[MATERIAL FOR THIS EXERCISE]
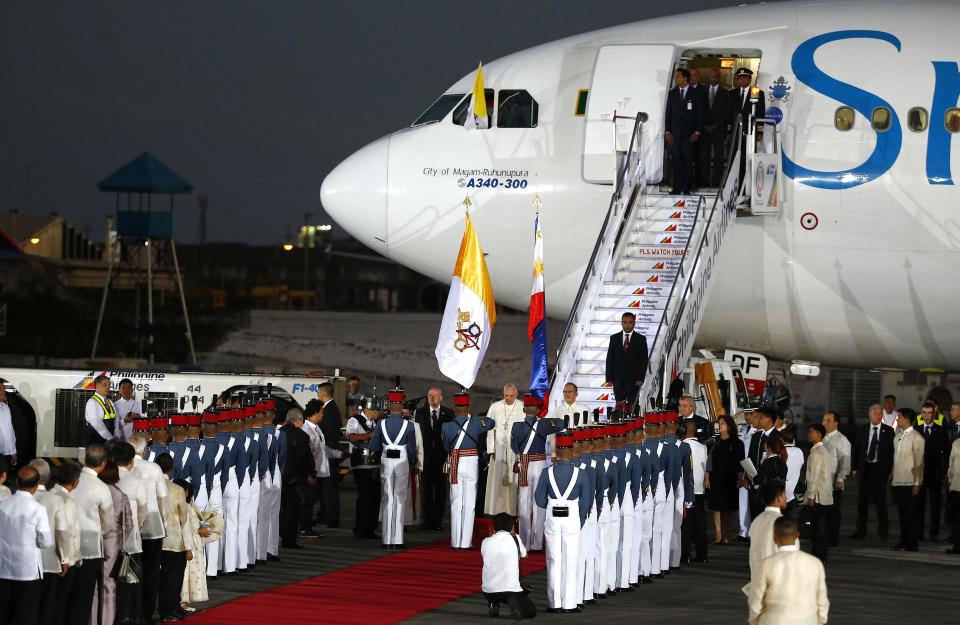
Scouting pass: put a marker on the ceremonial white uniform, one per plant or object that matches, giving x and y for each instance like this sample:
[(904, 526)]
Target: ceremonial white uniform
[(562, 535), (662, 514), (587, 545), (502, 482), (230, 542), (625, 547), (395, 483), (411, 507)]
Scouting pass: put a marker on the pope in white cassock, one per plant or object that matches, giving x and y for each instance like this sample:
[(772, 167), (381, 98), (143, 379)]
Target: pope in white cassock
[(502, 482)]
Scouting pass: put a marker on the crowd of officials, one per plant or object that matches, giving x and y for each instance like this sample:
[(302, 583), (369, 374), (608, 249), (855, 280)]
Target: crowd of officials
[(162, 505)]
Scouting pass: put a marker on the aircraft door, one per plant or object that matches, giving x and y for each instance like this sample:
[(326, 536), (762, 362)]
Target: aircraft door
[(627, 79)]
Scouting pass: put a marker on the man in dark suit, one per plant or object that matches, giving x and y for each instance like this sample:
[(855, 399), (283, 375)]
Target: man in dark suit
[(626, 360), (766, 424), (872, 462), (330, 425), (743, 105), (716, 122), (298, 470), (433, 482), (683, 123), (936, 454)]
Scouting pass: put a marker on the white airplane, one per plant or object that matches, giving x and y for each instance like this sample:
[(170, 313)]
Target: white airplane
[(858, 267)]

[WHAT YOU HAVE TO DO]
Leave out the pictures and output the rest of the material exactly as written.

[RESPONSE AREA]
Scouting pass: put a marker on the ceremonial white uniform, one per plant or object that matches, giving x and y for each instance like this sample:
[(904, 526)]
Target: ceremonial white uniform
[(562, 535), (662, 514), (587, 545), (502, 482), (230, 542), (625, 547), (395, 483), (411, 507)]
Scouting pass: put a marker on the pope in white cassock, one per plant or object that matches, giving x and y for each instance like this sample:
[(772, 167), (381, 98), (143, 379)]
Target: pope in white cassock
[(502, 482)]
Scouting pass: put a marker on the crowd of officials, one per plant or object that matches, giving x and y for each instance like this sample:
[(302, 583), (369, 374), (608, 249), (855, 280)]
Target: crowd of officials
[(162, 505)]
Scouting pass: put a marker on the aircraft door, one per plant or object that matches, giving x and y for each instance like this sample:
[(326, 536), (762, 362)]
Target: aircraft door
[(627, 79)]
Scouting pass: put a marker on the man in dark suit, one per plant or object that matches, giving x and y for each instance like this sample:
[(855, 399), (283, 375)]
Target: man in dark suit
[(626, 360), (766, 424), (872, 462), (330, 425), (743, 105), (716, 122), (298, 470), (433, 482), (683, 123), (936, 454)]
Scouting pass: put a marker on the white airplane, one per plant or object that matches, giving x and y for each instance like this sample:
[(170, 313)]
Target: white airplane
[(858, 267)]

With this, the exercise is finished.